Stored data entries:
Segment Open

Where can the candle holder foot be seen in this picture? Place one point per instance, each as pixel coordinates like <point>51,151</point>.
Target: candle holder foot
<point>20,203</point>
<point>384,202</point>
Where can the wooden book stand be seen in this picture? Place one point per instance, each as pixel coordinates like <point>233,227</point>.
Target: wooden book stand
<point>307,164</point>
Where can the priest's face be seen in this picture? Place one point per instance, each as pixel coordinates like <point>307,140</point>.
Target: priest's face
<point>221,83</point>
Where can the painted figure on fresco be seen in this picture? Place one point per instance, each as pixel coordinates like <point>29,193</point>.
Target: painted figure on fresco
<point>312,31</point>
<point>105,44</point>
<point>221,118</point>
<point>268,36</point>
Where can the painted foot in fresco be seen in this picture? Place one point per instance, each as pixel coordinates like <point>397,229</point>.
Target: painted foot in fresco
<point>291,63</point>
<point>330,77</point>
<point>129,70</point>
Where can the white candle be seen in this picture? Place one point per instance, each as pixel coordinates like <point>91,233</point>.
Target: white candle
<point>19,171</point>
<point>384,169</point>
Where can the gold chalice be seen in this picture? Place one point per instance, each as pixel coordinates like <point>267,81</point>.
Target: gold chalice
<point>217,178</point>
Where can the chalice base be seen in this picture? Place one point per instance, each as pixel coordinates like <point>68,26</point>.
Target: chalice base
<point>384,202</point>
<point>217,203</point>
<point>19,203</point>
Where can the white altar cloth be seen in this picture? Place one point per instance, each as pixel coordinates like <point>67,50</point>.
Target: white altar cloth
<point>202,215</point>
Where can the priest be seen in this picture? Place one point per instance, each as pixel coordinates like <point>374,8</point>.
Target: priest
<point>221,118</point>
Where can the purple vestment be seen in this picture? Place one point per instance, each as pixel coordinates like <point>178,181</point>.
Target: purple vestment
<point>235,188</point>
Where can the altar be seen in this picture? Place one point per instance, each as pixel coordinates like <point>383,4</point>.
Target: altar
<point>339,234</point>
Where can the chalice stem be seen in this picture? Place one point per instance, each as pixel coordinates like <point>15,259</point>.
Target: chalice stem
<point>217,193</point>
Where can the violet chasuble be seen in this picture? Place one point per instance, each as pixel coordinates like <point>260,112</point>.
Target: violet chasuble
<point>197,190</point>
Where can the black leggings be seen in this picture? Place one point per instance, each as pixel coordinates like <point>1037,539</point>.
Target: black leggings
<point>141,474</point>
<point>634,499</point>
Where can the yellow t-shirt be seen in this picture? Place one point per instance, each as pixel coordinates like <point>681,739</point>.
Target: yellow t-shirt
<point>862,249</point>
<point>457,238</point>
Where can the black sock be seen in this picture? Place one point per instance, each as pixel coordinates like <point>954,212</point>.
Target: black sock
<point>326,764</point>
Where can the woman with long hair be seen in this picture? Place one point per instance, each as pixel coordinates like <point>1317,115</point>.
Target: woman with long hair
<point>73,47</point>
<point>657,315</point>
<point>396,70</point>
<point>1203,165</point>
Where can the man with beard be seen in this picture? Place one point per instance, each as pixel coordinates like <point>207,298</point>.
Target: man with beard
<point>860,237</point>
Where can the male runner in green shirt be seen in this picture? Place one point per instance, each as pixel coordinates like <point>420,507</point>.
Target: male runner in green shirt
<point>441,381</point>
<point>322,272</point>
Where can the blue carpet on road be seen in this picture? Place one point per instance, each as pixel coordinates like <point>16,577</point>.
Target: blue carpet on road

Segment Closed

_Exercise goal_. Search the entries for the word "road" and pick out every line that holds it.

_Completed exercise_.
Where can the blue carpet on road be seen in this picture? Place one point per instance, each as pixel coordinates like <point>16,577</point>.
Target: blue carpet on road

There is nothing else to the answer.